►
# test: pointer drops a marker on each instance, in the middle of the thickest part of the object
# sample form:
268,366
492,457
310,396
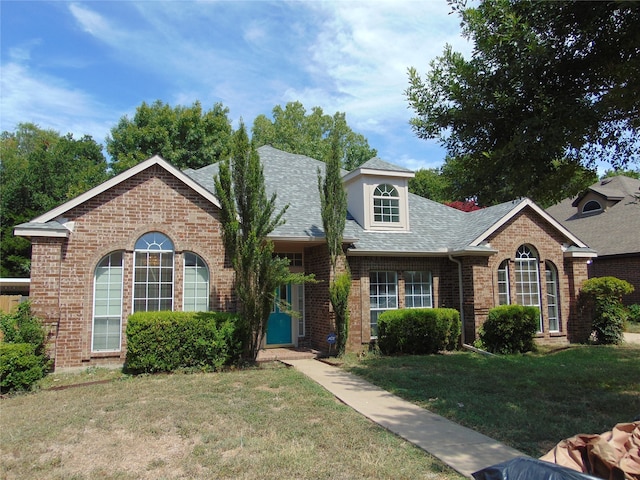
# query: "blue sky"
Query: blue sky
80,66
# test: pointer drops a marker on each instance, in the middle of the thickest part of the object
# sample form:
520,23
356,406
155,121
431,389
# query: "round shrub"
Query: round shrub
20,367
601,298
510,329
418,331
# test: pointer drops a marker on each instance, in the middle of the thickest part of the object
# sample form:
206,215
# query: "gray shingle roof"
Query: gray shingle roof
378,164
434,228
614,231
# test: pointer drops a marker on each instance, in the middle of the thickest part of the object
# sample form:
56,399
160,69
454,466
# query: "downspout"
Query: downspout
462,334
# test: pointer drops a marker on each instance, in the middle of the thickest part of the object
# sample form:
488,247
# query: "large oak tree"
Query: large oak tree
187,137
295,131
551,89
39,170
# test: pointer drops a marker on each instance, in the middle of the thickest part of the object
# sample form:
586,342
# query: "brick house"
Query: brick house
150,239
607,217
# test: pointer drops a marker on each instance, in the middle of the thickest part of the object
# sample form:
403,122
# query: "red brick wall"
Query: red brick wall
624,267
319,321
529,228
444,278
480,279
63,270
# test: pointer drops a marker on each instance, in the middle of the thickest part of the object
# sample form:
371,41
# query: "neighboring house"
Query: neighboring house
607,217
150,239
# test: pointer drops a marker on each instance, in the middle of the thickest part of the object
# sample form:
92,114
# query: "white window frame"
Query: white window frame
383,296
527,273
299,296
386,204
504,286
156,249
200,298
112,302
418,289
592,206
553,296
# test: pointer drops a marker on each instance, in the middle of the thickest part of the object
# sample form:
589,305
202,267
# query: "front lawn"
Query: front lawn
263,423
529,402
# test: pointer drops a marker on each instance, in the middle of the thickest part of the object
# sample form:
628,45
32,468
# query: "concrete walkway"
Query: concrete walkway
464,450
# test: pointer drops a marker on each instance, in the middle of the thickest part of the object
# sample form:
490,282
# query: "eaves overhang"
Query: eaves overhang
576,252
34,229
517,209
307,239
89,194
442,252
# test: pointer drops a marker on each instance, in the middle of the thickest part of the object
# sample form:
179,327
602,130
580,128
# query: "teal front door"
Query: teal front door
279,325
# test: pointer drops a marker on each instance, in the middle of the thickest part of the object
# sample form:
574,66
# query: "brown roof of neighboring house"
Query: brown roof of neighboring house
613,230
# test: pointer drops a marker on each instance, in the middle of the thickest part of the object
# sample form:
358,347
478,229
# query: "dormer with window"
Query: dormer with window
599,197
378,194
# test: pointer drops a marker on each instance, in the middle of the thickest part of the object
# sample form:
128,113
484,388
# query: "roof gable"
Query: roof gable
504,212
612,230
103,187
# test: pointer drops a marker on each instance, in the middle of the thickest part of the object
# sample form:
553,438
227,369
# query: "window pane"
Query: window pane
153,287
107,303
551,275
196,284
527,279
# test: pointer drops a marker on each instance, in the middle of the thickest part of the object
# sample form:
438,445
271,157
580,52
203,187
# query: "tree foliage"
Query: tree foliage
248,216
601,298
432,184
295,131
551,89
186,137
333,202
39,170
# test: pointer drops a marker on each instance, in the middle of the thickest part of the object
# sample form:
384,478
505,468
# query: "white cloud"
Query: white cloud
49,103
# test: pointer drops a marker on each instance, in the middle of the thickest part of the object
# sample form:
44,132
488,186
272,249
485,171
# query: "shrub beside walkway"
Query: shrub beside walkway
463,449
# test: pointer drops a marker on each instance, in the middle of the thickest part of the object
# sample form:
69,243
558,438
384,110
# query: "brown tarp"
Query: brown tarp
614,455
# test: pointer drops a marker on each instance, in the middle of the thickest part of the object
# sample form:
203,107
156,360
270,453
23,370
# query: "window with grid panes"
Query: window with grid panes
107,304
527,279
383,296
418,290
153,273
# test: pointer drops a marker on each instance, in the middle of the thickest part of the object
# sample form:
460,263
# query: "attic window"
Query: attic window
591,206
386,204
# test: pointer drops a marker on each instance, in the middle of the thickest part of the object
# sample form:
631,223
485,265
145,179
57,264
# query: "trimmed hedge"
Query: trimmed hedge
167,341
418,331
510,329
20,367
601,299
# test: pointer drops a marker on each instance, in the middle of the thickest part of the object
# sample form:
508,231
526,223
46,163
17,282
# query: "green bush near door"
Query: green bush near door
168,341
418,331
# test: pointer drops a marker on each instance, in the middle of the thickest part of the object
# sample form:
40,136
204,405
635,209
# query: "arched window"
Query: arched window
196,284
386,204
153,276
107,304
553,296
504,297
591,206
527,278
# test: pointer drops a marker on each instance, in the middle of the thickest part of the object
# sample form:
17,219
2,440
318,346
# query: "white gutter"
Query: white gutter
462,337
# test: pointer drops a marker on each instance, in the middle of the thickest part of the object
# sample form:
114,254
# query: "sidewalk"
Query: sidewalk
464,450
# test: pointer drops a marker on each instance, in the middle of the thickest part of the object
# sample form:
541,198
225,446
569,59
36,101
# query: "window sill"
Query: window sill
110,354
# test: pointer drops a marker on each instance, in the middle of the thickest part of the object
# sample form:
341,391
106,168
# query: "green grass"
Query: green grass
529,402
632,327
266,423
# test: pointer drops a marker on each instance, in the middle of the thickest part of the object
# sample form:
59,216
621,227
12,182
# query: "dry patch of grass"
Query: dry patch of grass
263,423
530,402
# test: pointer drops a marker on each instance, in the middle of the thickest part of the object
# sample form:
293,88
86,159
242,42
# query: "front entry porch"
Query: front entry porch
282,353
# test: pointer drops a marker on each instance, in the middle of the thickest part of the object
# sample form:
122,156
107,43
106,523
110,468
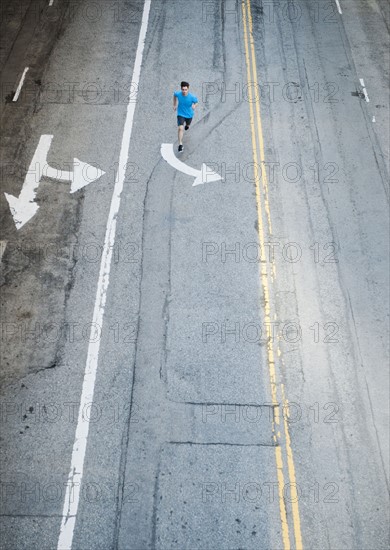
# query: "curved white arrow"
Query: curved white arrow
24,207
204,175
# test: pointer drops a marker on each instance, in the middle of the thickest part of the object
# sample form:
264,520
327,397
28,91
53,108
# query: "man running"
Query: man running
185,103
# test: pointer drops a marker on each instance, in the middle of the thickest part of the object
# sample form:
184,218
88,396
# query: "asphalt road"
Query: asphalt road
195,366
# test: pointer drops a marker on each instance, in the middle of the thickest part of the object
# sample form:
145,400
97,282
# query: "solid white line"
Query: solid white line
18,89
364,90
339,7
72,495
3,245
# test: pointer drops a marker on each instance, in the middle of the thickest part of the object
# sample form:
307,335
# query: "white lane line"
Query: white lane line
364,90
18,89
72,495
3,245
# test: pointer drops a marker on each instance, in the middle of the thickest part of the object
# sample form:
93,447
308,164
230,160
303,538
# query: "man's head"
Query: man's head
184,87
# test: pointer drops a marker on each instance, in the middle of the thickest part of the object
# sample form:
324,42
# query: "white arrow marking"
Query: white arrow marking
204,175
24,207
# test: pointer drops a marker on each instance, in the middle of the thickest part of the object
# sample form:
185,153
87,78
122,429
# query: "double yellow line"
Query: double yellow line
280,425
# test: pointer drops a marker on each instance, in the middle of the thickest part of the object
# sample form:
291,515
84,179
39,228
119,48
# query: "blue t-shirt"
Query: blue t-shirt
184,108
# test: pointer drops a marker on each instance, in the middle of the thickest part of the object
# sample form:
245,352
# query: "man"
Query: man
185,103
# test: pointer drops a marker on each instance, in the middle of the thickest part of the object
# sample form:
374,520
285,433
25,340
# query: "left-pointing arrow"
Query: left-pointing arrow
24,207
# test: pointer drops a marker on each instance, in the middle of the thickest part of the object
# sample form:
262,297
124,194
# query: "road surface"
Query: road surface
194,366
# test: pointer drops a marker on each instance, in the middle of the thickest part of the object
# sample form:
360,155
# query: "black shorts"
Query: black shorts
181,120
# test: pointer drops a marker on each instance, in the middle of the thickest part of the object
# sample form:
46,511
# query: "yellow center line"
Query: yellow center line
258,136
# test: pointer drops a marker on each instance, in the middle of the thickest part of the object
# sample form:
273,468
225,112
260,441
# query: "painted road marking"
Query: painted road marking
277,389
18,89
204,175
364,91
72,495
24,207
3,245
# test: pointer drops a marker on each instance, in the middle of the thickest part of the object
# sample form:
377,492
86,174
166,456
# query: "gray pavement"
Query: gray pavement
184,446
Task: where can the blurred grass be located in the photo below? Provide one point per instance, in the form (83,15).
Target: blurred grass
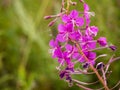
(25,63)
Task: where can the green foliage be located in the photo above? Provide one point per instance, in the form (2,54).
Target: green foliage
(25,63)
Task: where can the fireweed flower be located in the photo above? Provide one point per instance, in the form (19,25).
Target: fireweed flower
(73,45)
(73,18)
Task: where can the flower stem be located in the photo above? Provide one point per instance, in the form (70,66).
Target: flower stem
(91,66)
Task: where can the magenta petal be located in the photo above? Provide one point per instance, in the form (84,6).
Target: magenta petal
(61,38)
(69,27)
(65,18)
(75,36)
(102,41)
(68,47)
(74,14)
(53,43)
(86,7)
(58,53)
(79,21)
(61,28)
(90,55)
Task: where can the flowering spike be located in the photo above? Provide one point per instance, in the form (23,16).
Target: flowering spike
(75,43)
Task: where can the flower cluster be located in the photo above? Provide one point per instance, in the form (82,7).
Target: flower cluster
(75,42)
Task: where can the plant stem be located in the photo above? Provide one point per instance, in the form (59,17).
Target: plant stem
(91,66)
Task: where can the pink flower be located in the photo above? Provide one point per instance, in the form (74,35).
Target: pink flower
(73,18)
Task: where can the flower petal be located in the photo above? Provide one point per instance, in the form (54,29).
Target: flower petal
(74,14)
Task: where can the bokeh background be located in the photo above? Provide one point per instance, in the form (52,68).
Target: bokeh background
(25,63)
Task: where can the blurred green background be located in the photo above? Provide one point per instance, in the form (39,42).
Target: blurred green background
(25,63)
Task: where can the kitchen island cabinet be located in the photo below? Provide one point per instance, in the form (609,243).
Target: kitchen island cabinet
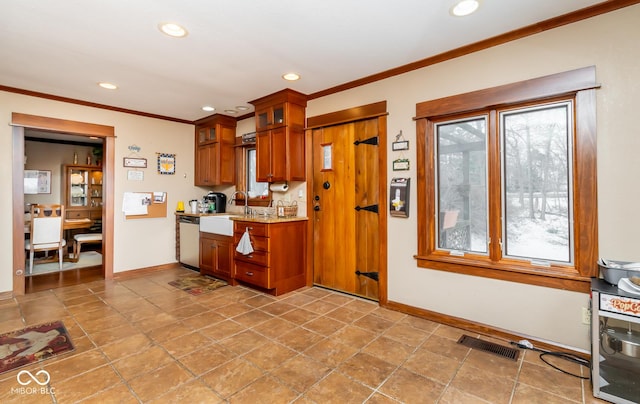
(216,256)
(278,263)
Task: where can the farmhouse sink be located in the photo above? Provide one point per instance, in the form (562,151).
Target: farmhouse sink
(217,224)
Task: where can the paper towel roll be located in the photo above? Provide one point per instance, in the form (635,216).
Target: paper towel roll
(282,187)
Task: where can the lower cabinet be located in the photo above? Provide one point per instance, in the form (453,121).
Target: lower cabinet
(216,256)
(278,263)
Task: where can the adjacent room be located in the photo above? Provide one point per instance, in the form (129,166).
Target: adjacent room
(329,202)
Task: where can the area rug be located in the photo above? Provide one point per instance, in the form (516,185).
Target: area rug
(197,285)
(33,344)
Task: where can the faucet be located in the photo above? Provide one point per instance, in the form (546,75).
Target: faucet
(247,210)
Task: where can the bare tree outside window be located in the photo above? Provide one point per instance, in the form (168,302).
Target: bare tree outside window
(462,185)
(535,183)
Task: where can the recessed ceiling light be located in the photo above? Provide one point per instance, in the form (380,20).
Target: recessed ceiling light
(173,30)
(291,76)
(465,7)
(108,86)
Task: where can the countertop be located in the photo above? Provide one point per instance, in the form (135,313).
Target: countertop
(245,218)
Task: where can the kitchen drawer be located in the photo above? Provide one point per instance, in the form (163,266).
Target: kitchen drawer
(253,274)
(77,214)
(255,229)
(256,257)
(258,243)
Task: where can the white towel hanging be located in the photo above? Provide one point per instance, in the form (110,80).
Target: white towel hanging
(244,246)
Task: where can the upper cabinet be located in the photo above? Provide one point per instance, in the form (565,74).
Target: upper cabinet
(215,155)
(280,119)
(82,190)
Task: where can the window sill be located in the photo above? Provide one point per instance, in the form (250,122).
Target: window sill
(556,278)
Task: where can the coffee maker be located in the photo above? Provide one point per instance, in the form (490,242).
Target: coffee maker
(219,199)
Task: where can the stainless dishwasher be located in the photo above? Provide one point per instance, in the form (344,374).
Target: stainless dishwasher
(190,241)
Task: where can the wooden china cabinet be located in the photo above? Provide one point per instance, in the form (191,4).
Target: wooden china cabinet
(280,119)
(82,191)
(214,154)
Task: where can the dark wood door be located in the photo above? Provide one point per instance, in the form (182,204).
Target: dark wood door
(345,201)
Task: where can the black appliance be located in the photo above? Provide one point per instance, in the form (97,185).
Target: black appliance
(219,199)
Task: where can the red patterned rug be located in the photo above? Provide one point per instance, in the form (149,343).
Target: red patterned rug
(197,285)
(33,344)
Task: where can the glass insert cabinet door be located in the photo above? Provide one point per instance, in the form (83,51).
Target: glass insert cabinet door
(78,187)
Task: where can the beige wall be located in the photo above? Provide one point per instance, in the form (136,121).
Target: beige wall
(609,42)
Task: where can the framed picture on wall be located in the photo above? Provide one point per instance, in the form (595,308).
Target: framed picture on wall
(37,181)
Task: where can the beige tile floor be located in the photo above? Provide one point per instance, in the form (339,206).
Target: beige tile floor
(142,340)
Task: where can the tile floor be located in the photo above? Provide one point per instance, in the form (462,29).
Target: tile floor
(142,340)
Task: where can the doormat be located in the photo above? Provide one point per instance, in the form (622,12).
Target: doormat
(197,285)
(33,344)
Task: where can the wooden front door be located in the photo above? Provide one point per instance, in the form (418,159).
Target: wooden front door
(346,210)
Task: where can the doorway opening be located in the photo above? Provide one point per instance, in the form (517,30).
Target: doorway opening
(61,150)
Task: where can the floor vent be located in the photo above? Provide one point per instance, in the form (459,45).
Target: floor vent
(496,349)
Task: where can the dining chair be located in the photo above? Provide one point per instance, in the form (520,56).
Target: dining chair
(46,231)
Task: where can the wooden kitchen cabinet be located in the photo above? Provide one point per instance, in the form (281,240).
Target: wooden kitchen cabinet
(214,152)
(277,264)
(216,256)
(82,191)
(280,121)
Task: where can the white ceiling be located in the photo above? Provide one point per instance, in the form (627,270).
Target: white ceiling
(237,50)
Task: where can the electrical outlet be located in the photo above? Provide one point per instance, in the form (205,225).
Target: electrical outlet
(586,316)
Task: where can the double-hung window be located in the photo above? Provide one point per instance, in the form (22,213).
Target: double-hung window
(507,185)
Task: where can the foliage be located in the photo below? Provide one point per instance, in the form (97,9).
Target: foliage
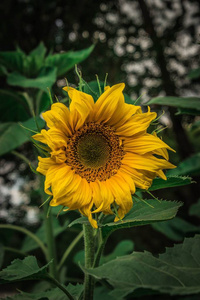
(176,272)
(34,73)
(171,272)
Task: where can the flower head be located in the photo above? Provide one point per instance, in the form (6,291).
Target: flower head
(99,153)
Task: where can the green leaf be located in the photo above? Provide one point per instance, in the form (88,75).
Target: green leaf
(179,102)
(172,181)
(29,244)
(195,209)
(1,255)
(13,107)
(39,52)
(51,294)
(36,59)
(92,89)
(193,74)
(124,247)
(176,272)
(128,99)
(66,61)
(188,111)
(43,102)
(12,60)
(12,135)
(190,166)
(140,214)
(23,270)
(103,293)
(46,78)
(176,229)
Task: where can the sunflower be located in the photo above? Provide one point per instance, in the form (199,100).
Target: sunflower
(99,153)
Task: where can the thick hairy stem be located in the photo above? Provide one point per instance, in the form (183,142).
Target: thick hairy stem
(89,240)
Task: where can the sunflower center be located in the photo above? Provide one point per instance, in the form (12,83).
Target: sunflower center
(94,152)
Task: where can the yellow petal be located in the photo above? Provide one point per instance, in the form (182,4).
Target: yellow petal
(138,123)
(144,143)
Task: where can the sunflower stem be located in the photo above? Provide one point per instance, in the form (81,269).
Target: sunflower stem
(89,241)
(50,240)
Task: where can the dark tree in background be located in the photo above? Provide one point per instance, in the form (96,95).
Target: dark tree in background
(151,45)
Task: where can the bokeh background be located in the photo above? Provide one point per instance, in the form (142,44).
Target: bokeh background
(151,45)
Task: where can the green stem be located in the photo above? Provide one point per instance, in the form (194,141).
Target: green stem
(10,249)
(101,245)
(27,232)
(50,240)
(89,240)
(69,249)
(60,286)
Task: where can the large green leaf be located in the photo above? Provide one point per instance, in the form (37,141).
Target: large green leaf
(23,270)
(13,107)
(190,166)
(92,89)
(140,214)
(29,244)
(195,209)
(172,181)
(176,272)
(12,60)
(146,213)
(52,294)
(43,102)
(35,60)
(176,229)
(123,248)
(12,135)
(195,73)
(46,78)
(65,61)
(1,254)
(179,102)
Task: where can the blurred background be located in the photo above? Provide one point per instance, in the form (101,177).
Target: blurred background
(151,45)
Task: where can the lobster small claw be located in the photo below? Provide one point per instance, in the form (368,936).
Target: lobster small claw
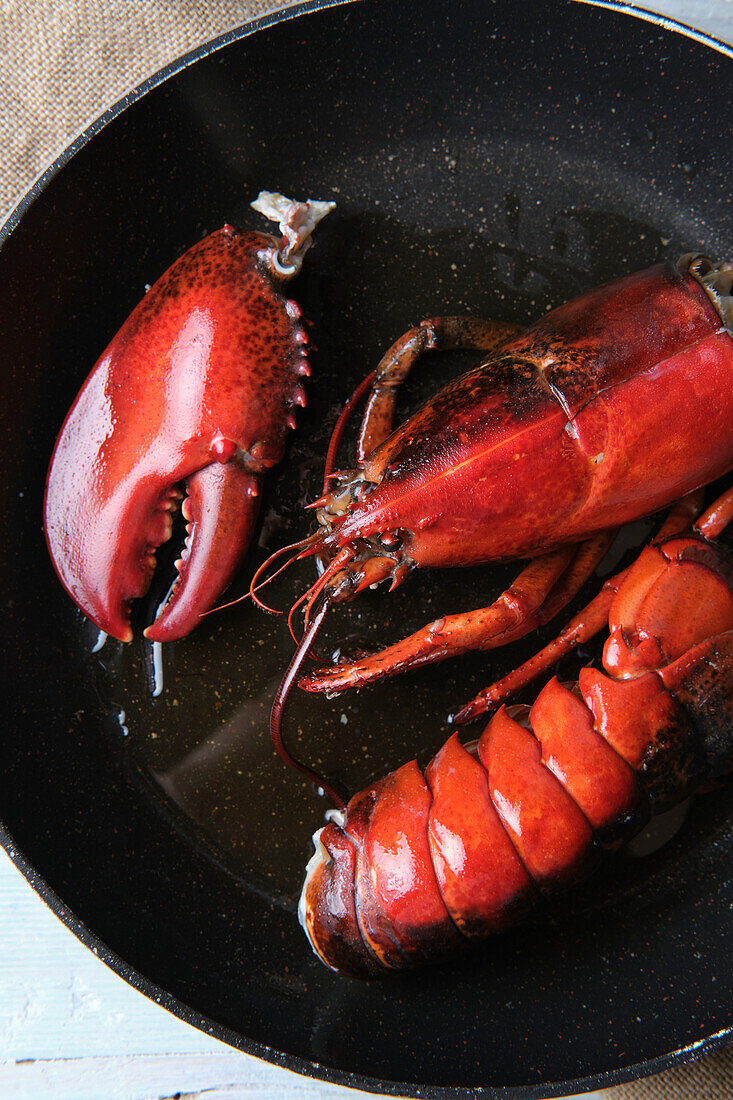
(197,389)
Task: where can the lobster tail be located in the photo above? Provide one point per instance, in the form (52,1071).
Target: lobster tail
(420,864)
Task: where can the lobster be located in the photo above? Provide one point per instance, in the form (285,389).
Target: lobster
(605,409)
(422,864)
(199,386)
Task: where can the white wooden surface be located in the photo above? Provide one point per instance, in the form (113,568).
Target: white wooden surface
(73,1030)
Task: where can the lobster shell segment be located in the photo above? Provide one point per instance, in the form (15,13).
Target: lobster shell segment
(581,409)
(434,862)
(199,386)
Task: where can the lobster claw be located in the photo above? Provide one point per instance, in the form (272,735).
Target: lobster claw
(196,393)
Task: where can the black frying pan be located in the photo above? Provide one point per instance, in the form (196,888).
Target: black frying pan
(490,157)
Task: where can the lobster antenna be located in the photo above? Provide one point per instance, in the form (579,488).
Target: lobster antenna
(281,699)
(339,427)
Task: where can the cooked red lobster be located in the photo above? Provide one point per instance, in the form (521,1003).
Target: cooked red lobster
(605,409)
(422,864)
(199,385)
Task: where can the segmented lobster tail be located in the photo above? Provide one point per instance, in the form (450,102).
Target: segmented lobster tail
(423,862)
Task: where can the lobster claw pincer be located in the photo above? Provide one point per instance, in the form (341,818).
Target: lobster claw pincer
(196,392)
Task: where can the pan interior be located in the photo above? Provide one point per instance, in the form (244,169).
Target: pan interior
(481,163)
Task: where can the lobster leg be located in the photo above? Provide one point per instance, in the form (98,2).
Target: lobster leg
(435,333)
(593,617)
(529,811)
(538,593)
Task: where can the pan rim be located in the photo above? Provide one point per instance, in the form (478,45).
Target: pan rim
(107,955)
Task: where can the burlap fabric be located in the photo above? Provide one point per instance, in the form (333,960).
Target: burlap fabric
(64,62)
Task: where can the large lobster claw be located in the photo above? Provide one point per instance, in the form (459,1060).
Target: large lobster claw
(199,387)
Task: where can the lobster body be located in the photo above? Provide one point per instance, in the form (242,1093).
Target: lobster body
(420,864)
(608,408)
(199,385)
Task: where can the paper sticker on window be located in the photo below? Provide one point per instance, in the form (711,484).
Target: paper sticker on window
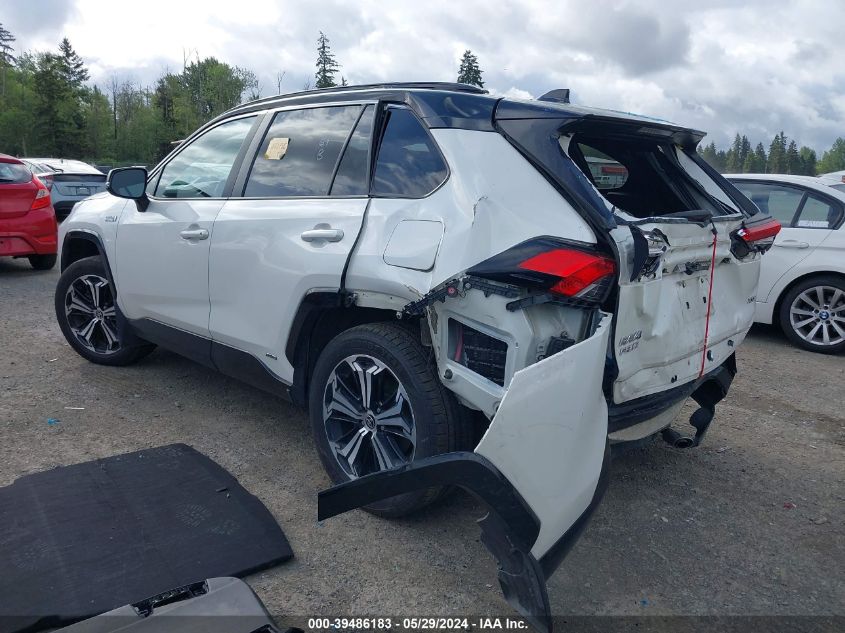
(277,148)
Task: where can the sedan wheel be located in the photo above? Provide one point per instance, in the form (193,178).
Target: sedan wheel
(812,314)
(817,315)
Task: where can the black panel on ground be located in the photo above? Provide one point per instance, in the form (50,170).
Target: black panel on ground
(83,539)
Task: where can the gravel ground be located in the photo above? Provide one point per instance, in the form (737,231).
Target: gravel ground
(750,523)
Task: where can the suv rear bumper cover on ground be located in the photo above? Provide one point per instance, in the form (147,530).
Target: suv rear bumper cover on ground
(508,530)
(511,528)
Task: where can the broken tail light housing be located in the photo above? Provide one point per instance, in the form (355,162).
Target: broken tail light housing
(569,270)
(755,235)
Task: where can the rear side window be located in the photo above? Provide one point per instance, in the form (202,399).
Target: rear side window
(202,168)
(607,172)
(818,213)
(780,202)
(409,165)
(351,177)
(14,174)
(299,152)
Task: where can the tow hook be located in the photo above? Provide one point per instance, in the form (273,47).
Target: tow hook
(706,395)
(700,420)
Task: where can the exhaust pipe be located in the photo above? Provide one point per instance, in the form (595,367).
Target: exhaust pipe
(676,440)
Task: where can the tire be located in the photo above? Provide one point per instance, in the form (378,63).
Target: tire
(87,315)
(812,314)
(42,262)
(398,364)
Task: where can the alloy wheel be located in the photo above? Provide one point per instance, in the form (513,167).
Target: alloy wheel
(368,418)
(817,315)
(91,314)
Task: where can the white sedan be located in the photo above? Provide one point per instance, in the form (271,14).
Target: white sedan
(802,279)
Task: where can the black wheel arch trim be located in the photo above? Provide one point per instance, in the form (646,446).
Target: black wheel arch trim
(227,360)
(509,529)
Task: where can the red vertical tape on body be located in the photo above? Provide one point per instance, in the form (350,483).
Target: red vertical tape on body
(709,304)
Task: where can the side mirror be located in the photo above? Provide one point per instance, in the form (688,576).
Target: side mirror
(129,182)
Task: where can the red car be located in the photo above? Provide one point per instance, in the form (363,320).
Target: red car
(27,220)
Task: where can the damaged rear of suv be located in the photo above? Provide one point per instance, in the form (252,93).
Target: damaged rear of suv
(463,290)
(600,274)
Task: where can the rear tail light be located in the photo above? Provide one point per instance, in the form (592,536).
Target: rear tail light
(42,195)
(755,235)
(572,271)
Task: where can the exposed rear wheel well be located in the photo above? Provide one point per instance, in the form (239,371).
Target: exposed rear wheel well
(795,282)
(317,322)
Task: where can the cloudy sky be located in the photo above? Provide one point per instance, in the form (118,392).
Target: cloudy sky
(756,66)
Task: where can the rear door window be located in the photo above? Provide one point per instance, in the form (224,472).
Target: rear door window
(300,151)
(352,174)
(409,164)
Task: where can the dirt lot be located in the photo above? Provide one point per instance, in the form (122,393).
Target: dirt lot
(749,523)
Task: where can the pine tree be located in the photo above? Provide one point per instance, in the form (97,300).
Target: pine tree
(834,158)
(75,71)
(708,153)
(470,72)
(750,164)
(808,161)
(745,148)
(735,157)
(6,49)
(760,155)
(793,159)
(6,57)
(777,155)
(327,65)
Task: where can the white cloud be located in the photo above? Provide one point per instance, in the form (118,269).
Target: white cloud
(756,67)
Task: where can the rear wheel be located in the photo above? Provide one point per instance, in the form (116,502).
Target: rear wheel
(87,314)
(376,403)
(812,314)
(42,262)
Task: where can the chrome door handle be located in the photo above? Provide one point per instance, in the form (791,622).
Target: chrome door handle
(326,235)
(792,244)
(194,234)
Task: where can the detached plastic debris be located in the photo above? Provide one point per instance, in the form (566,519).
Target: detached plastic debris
◄
Wherever the string "plastic" appears in the records above, copy the line it sits in.

* [Answer to this task]
Task: where can the detached plastic debris be located in the photo above? Provide one point per instance, in the form (566,519).
Target: detached plastic debris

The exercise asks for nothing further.